** start **

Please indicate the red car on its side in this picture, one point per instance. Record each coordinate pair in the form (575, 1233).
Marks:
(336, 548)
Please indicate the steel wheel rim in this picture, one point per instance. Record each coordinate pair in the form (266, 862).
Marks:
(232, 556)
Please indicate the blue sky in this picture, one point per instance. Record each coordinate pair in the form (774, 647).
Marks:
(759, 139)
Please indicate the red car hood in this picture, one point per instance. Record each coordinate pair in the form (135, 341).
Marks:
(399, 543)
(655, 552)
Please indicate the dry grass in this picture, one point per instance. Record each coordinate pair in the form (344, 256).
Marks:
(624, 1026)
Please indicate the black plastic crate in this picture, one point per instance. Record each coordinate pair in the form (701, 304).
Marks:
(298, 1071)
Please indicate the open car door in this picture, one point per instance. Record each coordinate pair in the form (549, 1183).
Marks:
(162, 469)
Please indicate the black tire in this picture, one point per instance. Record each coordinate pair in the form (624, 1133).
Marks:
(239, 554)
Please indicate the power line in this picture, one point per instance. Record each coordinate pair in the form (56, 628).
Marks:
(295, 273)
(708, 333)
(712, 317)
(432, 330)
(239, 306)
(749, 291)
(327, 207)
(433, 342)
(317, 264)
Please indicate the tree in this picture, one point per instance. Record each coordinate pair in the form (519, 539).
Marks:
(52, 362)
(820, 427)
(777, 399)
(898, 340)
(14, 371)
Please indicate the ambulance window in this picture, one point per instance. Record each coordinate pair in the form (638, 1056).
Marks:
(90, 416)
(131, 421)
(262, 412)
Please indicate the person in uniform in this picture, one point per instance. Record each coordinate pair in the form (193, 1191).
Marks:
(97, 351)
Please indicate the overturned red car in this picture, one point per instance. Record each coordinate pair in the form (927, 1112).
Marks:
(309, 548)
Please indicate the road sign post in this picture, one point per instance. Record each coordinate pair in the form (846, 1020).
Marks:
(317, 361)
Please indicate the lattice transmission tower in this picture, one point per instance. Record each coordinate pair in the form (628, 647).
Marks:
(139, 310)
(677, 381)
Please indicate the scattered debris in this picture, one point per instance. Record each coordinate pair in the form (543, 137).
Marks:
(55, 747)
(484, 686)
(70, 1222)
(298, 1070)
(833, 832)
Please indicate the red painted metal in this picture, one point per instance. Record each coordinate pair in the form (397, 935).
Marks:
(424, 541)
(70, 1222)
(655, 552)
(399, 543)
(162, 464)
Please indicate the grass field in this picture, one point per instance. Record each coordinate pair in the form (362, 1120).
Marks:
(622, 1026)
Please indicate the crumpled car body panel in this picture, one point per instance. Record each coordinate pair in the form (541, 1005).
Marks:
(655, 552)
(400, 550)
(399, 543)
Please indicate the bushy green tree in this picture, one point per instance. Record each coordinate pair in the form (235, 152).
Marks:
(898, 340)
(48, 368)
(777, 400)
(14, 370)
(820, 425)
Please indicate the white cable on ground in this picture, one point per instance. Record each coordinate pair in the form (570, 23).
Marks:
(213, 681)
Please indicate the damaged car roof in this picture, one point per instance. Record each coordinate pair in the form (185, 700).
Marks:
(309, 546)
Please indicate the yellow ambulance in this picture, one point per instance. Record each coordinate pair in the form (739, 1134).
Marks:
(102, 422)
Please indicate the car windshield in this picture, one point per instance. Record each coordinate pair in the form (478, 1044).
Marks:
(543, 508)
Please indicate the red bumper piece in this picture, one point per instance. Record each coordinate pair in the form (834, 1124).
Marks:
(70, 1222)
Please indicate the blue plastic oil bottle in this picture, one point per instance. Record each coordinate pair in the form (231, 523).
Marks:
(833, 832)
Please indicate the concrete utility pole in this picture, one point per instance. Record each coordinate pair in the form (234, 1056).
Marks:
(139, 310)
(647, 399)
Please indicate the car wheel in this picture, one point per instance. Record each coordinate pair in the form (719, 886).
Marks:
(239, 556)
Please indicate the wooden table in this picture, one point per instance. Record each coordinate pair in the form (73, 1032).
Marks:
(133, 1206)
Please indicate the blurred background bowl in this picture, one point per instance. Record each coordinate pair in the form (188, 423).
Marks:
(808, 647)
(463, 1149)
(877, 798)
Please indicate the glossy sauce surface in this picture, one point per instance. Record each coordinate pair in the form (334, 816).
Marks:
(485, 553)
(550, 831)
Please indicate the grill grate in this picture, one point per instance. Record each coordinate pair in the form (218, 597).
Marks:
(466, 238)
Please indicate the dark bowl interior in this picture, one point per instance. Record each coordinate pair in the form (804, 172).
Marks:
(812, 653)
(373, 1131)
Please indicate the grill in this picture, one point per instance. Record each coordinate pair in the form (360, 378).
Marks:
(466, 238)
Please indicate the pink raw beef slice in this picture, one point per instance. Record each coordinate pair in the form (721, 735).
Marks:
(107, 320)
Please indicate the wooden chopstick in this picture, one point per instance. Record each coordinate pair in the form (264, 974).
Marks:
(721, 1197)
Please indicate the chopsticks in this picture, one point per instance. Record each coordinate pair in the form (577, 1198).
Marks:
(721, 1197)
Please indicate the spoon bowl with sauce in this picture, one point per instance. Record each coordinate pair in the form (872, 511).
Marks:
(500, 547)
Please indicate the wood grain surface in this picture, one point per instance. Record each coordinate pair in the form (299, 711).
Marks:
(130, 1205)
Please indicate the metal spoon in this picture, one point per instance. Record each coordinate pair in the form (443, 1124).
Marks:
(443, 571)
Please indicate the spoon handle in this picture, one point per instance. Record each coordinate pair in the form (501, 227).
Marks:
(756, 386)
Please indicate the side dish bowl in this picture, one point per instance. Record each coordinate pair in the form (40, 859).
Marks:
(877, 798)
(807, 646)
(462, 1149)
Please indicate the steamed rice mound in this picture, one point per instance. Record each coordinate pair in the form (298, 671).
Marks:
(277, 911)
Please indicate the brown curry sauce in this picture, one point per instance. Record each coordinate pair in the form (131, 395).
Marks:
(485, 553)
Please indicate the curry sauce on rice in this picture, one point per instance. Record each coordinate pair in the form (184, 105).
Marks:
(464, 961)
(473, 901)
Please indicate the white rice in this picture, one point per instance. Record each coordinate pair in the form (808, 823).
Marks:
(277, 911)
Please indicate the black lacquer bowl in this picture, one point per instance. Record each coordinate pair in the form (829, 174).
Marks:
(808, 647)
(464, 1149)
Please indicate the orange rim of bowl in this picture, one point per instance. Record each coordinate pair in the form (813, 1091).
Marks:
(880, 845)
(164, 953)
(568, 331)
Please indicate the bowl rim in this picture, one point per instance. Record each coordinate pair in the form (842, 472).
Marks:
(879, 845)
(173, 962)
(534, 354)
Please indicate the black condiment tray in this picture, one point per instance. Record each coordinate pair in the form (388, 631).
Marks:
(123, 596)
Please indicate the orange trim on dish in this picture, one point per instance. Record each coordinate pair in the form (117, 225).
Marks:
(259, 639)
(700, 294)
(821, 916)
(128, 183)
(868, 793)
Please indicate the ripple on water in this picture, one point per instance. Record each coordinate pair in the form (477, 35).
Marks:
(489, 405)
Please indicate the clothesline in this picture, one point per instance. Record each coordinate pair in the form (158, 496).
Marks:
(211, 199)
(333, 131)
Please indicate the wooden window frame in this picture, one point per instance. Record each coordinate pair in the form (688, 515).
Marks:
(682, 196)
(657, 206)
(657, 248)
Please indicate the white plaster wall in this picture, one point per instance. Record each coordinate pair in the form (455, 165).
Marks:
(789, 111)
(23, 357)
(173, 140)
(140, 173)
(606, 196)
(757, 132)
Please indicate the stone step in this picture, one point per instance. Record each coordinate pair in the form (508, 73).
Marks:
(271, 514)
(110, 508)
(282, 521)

** end **

> [Directions]: Copy out the lines from the line containing "Please indicate the black lacquer" to the end of the listing above, without alteration.

> [Solution for this exercise]:
Please indicate the black lacquer bowl in this picture, one point per instance. Record each coordinate pair in the form (829, 174).
Marks:
(808, 647)
(464, 1149)
Please indicate the orange rim of bowl in this picture, one point per instance. Record each coordinate pair in the form (813, 1091).
Marks:
(880, 845)
(164, 953)
(568, 331)
Please indicate the bowl rim in this picture, one point per instance. Record each coordinate pair in the form (842, 472).
Marks:
(879, 845)
(173, 962)
(534, 354)
Please indicate the black condiment tray in this picture, one point per instance. Record each coordinate pair in the form (388, 631).
Marks:
(123, 596)
Please indicate the orange trim on dish in this picture, one point per instance. Record each coordinate pair in the form (117, 225).
Marks:
(259, 639)
(700, 294)
(821, 916)
(128, 183)
(868, 793)
Please indicate the ripple on water in this picture, one point per instance. Record each coordinate pair in the form (477, 35).
Marks:
(489, 405)
Please indicate the clothesline in this picture, one point per instance. Record each coordinate pair in the form (158, 496).
Marks:
(211, 199)
(333, 131)
Please indicate the wooden window frame in this picture, one point per instance. Record each coordinate pair in the form (688, 515).
Marks:
(682, 196)
(657, 206)
(657, 248)
Please indicate the white plaster wall in this picture, one point per instance. Record each coordinate pair in the form (455, 165).
Marks:
(789, 111)
(23, 357)
(173, 140)
(140, 173)
(606, 196)
(757, 132)
Please indicate the stone step in this picture, one point per instance. Record each coordinate pair in the form (508, 73).
Marks:
(271, 514)
(110, 508)
(282, 521)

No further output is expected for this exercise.